A 2009 survey of almost 4000 U.K. people whose care had followed the Liverpool Care Pathway for the Dying Patient found that while 31% had received low doses of medication to control distress from agitation or restlessness, only 4% had required higher doses.

Almost half of the studies reviewed differentiated intermittent versus continuous palliative sedation. The prevalence of intermittent sedation was 30 –67% of cases and continuous sedation was 14 –68% of cases. People starting intermittent sedation may progress to use of continuous sedation in 10 –27% of cases. The prevalence of mild versus deep sedation was also reported: one study reported 51% of cases used mild sedation and 49% deep sedation; a second study reported 80% of cases used mild sedation and 20% deep sedation.

=== Survival ===
There are reports that after initiation of palliative sedation, 38% of people died within 24 hours and 96% of people died within one week. Other studies report a survival time of < 3 weeks in 94% of people after starting palliative sedation. Some physicians estimate that this practice shortens life by ≤24 hours for 40% of people and > 1 week for 27% of people. Another study reported people receiving sedation in their last week of life survived longer than those who did not receive sedation, or only received sedation during last 48 hours of life.

According to 2009 research, 16.5% of all deaths in the United Kingdom during 2007–2008 took place after continuous deep sedation.

== History of hospice ==

=== U.S. hospice care movement ===

Hospice care emphasizes palliative, rather than curative, treatment to support individuals during end-of-life care when all other alternatives have been exhausted. It differs vastly from other forms of healthcare because both the person and the family are included in all decision-making and aims to treat the individual, not the disease.

──────────

> _Work instruction 1_: In the palliative sedation text, what percentage of all deaths in the United Kingdom during 2007–2008 occurred after continuous deep sedation?
> _Work instruction 2_: Turn the paragraph of the palliative sedation text that begins "There are reports that after initiation" into a brief bulleted list that keeps its main figures.

> _Listed records_:
──────────

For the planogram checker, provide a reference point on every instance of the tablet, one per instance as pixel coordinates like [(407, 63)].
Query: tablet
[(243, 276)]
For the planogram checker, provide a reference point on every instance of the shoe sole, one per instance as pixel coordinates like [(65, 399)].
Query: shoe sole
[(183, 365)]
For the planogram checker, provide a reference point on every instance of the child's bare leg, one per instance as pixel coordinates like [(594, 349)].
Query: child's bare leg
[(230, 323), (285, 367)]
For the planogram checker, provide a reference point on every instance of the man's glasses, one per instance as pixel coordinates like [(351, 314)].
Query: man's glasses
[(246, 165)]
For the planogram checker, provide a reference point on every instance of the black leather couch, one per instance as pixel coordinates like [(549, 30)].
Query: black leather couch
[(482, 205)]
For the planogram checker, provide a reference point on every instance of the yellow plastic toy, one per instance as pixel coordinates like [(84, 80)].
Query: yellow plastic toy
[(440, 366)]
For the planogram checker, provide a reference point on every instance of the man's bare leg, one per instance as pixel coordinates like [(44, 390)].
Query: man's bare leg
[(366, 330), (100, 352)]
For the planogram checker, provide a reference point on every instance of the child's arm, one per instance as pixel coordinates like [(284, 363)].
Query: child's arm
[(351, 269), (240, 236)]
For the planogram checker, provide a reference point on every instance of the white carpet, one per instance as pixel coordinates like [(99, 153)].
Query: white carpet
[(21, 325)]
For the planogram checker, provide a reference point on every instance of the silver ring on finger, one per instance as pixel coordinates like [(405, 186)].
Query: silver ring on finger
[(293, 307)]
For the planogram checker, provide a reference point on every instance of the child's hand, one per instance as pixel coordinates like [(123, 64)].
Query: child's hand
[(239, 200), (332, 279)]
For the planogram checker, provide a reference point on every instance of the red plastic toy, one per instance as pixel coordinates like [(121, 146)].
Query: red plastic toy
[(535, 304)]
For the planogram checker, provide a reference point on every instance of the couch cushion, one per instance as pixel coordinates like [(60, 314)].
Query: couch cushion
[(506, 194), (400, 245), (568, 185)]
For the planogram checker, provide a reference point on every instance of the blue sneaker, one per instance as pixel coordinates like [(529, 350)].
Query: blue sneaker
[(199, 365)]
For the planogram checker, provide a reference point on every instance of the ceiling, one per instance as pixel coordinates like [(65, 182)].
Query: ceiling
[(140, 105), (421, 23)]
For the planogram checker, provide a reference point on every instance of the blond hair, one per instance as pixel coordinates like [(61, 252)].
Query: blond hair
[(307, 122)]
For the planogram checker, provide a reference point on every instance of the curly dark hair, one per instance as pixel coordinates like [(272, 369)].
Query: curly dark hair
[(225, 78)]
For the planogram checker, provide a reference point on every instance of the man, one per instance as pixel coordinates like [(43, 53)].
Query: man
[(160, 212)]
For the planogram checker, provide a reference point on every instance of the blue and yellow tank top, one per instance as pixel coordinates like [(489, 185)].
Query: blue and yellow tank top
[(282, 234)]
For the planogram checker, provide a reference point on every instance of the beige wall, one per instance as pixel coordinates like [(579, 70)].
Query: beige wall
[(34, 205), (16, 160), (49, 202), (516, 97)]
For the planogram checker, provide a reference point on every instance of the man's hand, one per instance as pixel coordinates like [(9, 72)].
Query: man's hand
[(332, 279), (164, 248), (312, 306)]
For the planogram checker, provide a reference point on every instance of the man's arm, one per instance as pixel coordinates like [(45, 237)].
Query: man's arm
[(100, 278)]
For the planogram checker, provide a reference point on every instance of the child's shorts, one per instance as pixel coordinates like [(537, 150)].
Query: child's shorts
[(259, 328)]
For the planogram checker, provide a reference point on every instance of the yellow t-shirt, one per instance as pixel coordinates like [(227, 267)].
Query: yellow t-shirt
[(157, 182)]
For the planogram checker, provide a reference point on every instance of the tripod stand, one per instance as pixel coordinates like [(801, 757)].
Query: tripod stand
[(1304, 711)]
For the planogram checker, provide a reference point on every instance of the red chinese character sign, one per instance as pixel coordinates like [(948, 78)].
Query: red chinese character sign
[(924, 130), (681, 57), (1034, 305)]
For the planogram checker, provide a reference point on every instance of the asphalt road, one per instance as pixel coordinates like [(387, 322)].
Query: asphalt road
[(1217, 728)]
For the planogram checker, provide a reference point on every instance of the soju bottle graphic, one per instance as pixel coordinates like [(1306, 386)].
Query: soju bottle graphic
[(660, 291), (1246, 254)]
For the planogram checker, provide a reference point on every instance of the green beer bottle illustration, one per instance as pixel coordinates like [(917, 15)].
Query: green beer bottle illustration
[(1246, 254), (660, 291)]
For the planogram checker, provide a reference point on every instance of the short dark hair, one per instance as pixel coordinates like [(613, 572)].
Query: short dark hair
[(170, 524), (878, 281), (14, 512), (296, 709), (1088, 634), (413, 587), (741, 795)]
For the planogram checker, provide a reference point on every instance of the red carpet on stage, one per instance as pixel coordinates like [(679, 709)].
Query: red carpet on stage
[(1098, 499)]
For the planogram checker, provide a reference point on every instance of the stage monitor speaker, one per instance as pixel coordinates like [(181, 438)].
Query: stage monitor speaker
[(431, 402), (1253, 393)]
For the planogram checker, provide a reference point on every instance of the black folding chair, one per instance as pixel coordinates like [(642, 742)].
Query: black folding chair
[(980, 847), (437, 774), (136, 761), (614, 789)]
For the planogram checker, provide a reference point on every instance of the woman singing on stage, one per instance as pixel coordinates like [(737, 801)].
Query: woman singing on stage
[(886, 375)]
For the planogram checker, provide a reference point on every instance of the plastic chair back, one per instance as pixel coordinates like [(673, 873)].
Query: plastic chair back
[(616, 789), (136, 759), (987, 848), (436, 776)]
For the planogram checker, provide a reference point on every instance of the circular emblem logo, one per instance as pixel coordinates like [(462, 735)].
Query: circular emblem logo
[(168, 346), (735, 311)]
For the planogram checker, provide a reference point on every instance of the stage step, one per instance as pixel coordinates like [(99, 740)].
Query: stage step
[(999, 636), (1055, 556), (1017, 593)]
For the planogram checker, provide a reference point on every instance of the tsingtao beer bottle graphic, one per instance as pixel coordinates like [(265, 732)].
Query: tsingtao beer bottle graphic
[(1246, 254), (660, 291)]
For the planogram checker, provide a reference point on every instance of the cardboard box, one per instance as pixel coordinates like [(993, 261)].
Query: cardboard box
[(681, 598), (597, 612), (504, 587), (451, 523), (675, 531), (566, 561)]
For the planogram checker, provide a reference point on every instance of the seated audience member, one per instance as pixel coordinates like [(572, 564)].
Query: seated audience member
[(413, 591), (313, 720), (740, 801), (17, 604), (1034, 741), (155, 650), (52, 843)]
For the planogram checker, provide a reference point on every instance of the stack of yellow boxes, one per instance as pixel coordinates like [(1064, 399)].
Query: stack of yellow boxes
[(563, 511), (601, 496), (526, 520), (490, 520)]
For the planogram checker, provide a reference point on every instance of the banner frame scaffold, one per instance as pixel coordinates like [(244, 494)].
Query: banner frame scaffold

──────────

> _Your solution 1_: 16.5%

> _Your solution 2_:
- After palliative sedation began, 38% of people died within 24 hours and 96% within one week.
- Other studies report survival of less than 3 weeks in 94% of people.
- Some physicians estimate the practice shortens life by 24 hours or less for 40% of people and by more than 1 week for 27%.
- One study found that people sedated in their last week of life survived longer than those who were not sedated or were sedated only in their last 48 hours.